**WHAT YOU ARE ASKED TO DO**
Reproduce the entries exactly, but keep the pictures out of the copy.

*** RECORDS FOR THIS EXERCISE

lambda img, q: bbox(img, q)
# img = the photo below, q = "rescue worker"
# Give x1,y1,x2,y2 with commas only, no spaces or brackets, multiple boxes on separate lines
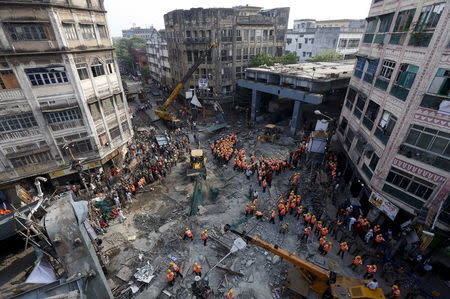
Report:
319,227,329,240
321,242,332,256
256,210,264,221
318,236,327,253
183,227,193,241
201,229,208,246
363,264,377,279
169,262,183,277
304,213,311,226
350,255,363,270
390,285,401,298
374,234,385,247
279,206,286,221
244,204,251,217
289,200,296,214
296,205,304,220
315,221,323,235
167,269,175,286
310,215,317,226
251,204,256,216
193,262,202,277
373,224,381,234
227,289,235,299
262,179,267,192
301,226,311,241
338,242,349,259
270,209,276,224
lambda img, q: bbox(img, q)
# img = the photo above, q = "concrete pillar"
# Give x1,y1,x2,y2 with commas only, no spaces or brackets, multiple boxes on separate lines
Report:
289,100,302,135
251,89,261,121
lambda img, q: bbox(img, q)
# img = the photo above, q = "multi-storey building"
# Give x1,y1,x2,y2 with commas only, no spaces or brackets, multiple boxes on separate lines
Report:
337,0,449,233
285,19,365,61
164,6,289,103
122,26,157,40
146,30,172,89
0,0,133,187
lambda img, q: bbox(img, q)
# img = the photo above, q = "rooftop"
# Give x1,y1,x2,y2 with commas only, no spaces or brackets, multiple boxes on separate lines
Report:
245,60,356,82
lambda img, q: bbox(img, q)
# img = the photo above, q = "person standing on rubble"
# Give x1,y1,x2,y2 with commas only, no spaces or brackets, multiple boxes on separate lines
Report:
338,242,349,259
226,289,235,299
184,228,193,241
303,213,311,226
244,204,251,217
301,226,311,241
321,242,332,256
296,205,304,220
117,208,126,223
350,255,363,270
193,262,202,277
279,206,286,221
201,229,208,246
256,210,264,221
270,210,276,224
167,269,175,286
169,262,183,278
262,179,267,193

******

**RESULT FOR THIS EXERCISE**
lambda img, q: bbox(img, q)
# img = the photo below, q = "rescue worker"
# Give x1,y1,x2,y2 with commas only, no spaces or brackets, multiple boxes on separate lines
Report:
319,227,329,240
321,242,332,256
256,210,264,221
318,236,327,253
183,227,193,241
201,229,208,246
363,264,377,279
169,262,183,277
304,213,311,226
350,255,363,270
390,285,401,298
374,234,385,247
279,206,286,221
244,204,251,217
289,200,296,214
296,205,304,220
315,221,323,235
167,269,175,286
310,215,317,226
251,204,256,216
193,262,202,277
373,224,381,234
227,289,235,299
262,179,267,192
301,226,311,241
338,242,349,259
270,209,276,224
lambda img, q: bbox(img, q)
# img = the photo above, q = "concrete pillar"
# Give x1,y1,x2,y2 with commas only, no spaces or brackets, multiple boxes on separate lines
Report:
289,100,302,135
251,89,261,121
lambda img, q: bbox(img, q)
# img = the photo above, q = "multi-storey building"
# Give x1,y1,x2,y2 with commas only, no spaces or brackets, multiple boxes on separate lines
Report:
337,0,449,233
285,19,365,61
164,6,289,103
122,26,157,40
146,30,172,89
0,0,133,187
lambda img, q: bbox(img, q)
# img = the photo above, q = "rooftop"
# Give x1,y1,x2,y2 with commas only, no spaces or brackets, multiple boxes on separate lines
Report:
245,60,356,82
lambda img, q: bbox(img, q)
# img = the photo above, q = "person standing on rubble"
# Give x1,y1,x2,y2 with commas only, no spaces or brackets, multiple boxes on separate lines
Report:
338,242,349,259
226,289,235,299
184,228,193,241
303,213,311,226
244,204,251,217
301,226,311,241
321,242,332,256
296,205,304,220
117,208,126,223
350,255,363,270
193,262,202,277
279,206,286,221
201,229,208,246
256,210,264,221
270,210,276,224
167,269,175,286
169,262,183,278
262,179,267,193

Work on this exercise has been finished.